━━━━━ Input
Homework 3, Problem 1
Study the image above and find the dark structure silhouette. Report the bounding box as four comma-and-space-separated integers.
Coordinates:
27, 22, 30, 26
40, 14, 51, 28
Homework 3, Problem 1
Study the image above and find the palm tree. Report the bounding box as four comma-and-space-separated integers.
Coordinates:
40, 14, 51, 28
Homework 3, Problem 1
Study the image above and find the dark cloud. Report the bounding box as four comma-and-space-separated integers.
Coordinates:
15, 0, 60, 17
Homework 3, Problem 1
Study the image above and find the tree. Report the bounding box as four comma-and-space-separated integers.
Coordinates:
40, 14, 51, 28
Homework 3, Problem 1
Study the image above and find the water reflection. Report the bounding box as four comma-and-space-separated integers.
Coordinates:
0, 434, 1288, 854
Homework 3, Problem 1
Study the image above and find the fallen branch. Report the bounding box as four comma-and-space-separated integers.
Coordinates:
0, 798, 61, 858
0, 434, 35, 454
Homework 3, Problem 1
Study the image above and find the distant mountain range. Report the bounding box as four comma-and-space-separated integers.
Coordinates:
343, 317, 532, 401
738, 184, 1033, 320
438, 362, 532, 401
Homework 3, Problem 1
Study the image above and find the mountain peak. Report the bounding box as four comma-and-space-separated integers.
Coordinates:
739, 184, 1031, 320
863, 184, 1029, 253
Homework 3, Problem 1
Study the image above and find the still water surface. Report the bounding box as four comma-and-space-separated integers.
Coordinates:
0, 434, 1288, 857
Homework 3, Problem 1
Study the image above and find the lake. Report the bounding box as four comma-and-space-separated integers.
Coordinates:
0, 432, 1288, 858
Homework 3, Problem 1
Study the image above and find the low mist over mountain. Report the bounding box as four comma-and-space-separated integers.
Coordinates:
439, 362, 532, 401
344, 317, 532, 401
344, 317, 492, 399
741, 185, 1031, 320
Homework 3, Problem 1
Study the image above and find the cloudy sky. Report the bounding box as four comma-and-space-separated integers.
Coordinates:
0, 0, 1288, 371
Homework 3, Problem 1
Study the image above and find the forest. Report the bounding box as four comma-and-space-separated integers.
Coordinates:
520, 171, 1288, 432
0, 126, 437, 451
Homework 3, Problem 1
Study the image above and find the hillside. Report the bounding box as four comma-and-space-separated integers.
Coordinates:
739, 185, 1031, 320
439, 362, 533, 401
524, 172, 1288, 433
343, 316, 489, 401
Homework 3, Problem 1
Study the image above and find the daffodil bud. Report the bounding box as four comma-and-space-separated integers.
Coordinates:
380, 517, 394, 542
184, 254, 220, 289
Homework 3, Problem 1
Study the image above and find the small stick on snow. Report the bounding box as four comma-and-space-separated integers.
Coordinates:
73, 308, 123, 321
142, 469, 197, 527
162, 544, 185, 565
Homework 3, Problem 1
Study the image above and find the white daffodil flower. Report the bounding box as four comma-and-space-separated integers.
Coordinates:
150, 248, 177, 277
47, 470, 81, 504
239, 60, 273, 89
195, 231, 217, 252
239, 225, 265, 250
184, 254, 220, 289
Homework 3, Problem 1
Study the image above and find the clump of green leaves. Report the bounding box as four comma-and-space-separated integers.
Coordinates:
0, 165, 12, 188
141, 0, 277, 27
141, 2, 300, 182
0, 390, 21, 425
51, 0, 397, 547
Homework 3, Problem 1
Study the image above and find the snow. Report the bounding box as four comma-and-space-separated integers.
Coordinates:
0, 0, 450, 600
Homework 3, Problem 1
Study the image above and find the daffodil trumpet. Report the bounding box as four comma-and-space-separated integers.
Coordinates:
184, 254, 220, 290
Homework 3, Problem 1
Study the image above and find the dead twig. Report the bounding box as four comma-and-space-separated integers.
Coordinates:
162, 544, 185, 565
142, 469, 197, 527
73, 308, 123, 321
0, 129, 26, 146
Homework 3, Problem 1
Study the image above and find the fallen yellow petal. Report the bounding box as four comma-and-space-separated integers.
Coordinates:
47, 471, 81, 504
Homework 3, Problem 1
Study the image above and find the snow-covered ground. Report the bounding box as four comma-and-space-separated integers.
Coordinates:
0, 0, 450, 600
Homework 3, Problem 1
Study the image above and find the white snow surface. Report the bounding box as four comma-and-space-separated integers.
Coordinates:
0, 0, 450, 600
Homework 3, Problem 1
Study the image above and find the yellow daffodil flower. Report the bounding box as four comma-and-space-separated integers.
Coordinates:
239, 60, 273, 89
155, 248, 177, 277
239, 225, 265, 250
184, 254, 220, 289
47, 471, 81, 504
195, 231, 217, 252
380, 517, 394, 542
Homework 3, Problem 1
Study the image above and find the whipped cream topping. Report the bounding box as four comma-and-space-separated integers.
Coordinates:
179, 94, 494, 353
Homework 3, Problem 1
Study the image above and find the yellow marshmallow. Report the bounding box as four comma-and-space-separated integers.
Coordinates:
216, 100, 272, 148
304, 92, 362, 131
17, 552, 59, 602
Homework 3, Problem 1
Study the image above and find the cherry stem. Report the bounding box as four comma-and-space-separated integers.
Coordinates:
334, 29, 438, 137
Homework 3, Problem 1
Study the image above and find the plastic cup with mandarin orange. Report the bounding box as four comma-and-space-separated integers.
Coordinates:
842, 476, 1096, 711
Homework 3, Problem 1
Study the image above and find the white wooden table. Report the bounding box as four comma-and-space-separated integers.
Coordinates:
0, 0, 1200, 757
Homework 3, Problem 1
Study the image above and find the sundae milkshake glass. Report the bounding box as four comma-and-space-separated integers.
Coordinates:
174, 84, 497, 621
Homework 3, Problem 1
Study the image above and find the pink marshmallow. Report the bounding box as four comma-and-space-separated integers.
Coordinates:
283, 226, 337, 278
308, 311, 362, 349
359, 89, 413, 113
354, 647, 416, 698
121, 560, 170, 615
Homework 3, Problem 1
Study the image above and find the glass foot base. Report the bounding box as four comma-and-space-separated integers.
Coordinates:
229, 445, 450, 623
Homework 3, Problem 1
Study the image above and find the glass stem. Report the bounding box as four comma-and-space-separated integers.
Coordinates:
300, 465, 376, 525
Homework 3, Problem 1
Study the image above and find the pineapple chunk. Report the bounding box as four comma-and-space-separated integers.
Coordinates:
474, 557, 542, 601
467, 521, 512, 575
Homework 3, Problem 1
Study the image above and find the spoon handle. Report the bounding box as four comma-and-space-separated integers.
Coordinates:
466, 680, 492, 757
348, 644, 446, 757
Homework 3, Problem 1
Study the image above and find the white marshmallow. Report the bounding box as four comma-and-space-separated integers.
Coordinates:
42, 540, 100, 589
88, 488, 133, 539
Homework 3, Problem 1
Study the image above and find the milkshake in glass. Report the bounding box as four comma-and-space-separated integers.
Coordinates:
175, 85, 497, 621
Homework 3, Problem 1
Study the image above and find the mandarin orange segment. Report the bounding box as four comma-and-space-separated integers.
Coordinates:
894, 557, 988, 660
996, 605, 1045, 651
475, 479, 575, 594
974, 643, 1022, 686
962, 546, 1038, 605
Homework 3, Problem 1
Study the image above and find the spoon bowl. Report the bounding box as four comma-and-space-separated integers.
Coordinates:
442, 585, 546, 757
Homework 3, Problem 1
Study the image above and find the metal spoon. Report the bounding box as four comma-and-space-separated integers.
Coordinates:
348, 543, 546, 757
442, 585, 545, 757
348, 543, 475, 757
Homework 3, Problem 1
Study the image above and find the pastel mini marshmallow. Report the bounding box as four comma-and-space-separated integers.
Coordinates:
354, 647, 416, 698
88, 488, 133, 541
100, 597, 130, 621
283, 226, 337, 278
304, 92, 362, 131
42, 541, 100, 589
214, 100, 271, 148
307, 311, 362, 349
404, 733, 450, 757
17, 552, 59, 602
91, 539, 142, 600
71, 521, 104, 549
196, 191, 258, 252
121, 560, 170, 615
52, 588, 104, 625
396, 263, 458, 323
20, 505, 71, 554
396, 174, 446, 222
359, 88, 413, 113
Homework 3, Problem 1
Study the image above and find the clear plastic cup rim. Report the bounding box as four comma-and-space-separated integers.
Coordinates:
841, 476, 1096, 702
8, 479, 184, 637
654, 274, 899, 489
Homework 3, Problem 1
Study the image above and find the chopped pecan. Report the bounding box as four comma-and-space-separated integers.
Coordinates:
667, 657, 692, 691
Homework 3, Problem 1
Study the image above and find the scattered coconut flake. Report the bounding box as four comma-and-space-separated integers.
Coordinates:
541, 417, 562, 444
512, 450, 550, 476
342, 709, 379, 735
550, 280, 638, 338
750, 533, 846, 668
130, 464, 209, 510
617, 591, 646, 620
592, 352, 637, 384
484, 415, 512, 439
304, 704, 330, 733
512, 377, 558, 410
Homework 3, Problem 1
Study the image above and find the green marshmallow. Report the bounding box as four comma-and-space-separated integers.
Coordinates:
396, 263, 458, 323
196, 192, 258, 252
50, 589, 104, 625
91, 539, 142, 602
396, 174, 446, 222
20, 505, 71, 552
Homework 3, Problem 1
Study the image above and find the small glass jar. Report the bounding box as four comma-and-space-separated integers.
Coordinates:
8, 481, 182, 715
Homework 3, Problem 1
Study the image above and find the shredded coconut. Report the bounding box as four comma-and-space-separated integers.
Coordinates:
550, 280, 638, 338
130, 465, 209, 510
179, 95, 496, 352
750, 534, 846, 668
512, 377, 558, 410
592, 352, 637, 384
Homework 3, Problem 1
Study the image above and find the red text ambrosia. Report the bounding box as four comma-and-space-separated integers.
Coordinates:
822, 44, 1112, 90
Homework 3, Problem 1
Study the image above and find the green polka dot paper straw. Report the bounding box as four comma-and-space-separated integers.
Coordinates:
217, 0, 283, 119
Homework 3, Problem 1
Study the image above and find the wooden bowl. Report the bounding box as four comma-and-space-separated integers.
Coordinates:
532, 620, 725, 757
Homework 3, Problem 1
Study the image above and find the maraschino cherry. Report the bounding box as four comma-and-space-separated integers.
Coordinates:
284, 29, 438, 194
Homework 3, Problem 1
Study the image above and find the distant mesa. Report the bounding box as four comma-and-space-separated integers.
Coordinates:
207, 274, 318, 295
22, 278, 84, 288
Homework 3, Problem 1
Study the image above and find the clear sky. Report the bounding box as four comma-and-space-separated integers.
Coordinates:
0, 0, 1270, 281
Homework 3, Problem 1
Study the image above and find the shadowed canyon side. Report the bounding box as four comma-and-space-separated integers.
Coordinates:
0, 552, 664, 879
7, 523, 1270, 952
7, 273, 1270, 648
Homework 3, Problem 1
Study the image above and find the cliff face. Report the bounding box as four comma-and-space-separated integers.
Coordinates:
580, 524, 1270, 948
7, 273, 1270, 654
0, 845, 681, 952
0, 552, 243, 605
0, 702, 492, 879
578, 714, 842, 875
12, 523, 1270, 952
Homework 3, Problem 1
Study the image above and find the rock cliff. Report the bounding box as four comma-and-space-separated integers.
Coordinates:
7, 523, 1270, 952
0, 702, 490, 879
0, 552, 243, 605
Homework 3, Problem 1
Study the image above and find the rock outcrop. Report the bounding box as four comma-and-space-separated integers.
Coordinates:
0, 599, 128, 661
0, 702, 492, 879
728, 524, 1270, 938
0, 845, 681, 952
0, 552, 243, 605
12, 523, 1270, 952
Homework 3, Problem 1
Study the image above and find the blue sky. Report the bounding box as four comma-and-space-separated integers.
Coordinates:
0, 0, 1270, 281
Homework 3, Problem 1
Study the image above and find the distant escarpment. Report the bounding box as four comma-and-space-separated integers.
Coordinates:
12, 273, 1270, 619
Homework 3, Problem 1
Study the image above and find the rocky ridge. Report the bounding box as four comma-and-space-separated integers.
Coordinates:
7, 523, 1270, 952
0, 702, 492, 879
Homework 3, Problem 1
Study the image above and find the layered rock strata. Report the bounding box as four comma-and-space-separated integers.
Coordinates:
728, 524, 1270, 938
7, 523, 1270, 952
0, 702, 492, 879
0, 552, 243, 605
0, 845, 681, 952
━━━━━━━━━━
== What you should do ==
Return, copied in full, each line of the entries above that contains the string "clear". Uppercase and lowercase letters count as different.

== Answer ==
Study the image above and find the clear plastic cup rim. Report the bounding box as four comma-and-space-separated integers.
Study the image above and find the clear sky. Report the bounding box as four comma-and-space-separated integers.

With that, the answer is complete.